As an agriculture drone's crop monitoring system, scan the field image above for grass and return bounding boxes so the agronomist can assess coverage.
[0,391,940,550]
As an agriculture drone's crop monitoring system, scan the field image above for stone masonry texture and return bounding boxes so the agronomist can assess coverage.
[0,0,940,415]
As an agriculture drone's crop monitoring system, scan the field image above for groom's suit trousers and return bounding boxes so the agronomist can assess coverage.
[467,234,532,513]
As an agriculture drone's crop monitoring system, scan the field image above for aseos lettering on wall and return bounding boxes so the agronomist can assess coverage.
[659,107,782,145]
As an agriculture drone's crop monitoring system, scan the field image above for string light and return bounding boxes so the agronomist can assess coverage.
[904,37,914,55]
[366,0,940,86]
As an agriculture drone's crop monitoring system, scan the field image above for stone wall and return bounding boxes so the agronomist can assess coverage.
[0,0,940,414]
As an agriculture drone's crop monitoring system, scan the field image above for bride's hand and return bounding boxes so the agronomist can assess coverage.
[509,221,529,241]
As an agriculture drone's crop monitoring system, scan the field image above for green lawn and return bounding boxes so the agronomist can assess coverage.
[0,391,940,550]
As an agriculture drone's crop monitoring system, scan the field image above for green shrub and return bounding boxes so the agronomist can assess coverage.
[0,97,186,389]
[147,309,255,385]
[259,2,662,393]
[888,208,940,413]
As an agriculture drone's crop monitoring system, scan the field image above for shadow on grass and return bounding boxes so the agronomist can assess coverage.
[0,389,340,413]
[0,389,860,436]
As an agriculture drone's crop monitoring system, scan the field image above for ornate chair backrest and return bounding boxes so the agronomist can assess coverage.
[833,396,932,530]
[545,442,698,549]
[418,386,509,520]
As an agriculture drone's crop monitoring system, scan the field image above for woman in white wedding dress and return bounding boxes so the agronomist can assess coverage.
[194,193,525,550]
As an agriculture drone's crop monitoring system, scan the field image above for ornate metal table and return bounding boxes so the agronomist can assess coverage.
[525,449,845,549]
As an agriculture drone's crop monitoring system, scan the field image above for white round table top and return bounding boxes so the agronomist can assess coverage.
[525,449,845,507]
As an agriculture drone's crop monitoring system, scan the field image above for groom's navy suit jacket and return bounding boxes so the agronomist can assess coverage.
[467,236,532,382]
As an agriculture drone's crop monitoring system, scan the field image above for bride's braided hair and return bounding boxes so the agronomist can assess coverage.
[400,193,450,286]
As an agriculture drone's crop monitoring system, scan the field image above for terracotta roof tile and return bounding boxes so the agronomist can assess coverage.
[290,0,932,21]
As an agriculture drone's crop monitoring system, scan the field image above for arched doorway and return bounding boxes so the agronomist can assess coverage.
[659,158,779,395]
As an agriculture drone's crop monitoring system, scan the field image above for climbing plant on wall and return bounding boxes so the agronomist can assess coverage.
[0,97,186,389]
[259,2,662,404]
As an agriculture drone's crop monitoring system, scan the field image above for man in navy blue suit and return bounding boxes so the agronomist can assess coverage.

▶ **Exercise objective**: Copy out every one of the records above word for word, without changing anything.

▶ **Task solution**:
As an agriculture drone's crop monitoring system, scan the field image above for grass and return bounding boxes so the agronomist can assess coverage.
[0,391,940,550]
As an agriculture drone's crop monitoring system, scan the field image above for stone masonry texture and return bounding boxes so the agronomist can assess coverage.
[0,0,940,415]
As an agriculture drone's crop monitoring system, scan the field image above for groom's suit trousers and return bounding boxes so the agronomist can assess coverage.
[467,234,532,513]
As an agriculture drone's crop monitoring system, scan the field image above for aseos lettering on wall and return bounding boxes so the agronomist can assess coverage.
[659,107,782,145]
As an agriculture drone's crop monitoring system, scan the field image above for string light and return bounding boxes so the agronomist can assess coverage.
[904,37,914,55]
[366,0,940,86]
As an agriculture drone's crop monitoring system, scan the field image above for stone wall and return bounding boxes so the agronomist can assess coverage.
[0,0,940,414]
As an agriculture drone's crop monitoring system, scan the field image above for bride's hand and return bounding boxes so the agronomist can assess coverage.
[509,221,529,241]
As an agriculture drone's crop monitoring system, scan the field image above for green lawn and return bounding boxes so the agronomist can assess coverage.
[0,391,940,550]
As an agriculture drone's crop monitoring system, scan the field image above for green shrub and return bounding boxes so the agronomist can assess coverage.
[0,97,186,389]
[147,309,255,385]
[259,2,662,393]
[888,208,940,413]
As an agriculture drone's crop monitoring system, scan the field image above for shadow on grass and return bounding boxes so the agronomist can assess coverage.
[0,389,340,413]
[0,389,860,436]
As an agriculture drone's crop monitoring system, scan the field image above for ornate chair backrest and return bounding boxes so the agronomist can assess coverage.
[833,396,932,530]
[545,442,698,549]
[418,386,509,520]
As an agriculture drone's crop monitoring system, scan the field image above for woman in white wedding dress and return bounding boxes so the agronomist can assess coverage.
[194,193,525,550]
As an agriculture drone's crop monitoring system, scan the field image above for ornate metal table and return bounding boxes so the agronomist can assess coverage.
[525,449,845,549]
As an agriculture drone's crop monitoring system, scan the field image above for white round table top and return bounding boxes so the agronomist can assess coverage.
[525,449,845,507]
As an agriculture drone's crop monitoring system, scan the field image above for groom's navy suit jacket and return bounding boxes so the agronomist can assess coverage.
[467,236,532,382]
As an agriculture drone's crop monitoring system, scan the field image above for bride's braided hair and return bounding boxes so the agronomist can assess coverage.
[400,193,450,286]
As an agriculture drone's crop monitoring system, scan the field image above for terracotta roof tile and return bounding boxes so the agronomist can assess coverage.
[290,0,932,21]
As an agriculture drone's crop monitoring system, scan the field image above for arched doorway and return bounding boxes so the agronomist can assess coverage.
[659,158,779,395]
As an agriculture drone's crop monitoring system, scan the field image above for climbing plant on wall and return bounding boxes so the agronomist can assess coverage.
[0,97,186,389]
[259,2,662,404]
As an agriculture drone's crop monitoring system, scan the field image above for man in navy blue suit and return bounding boxes so the agronomist can assess coverage.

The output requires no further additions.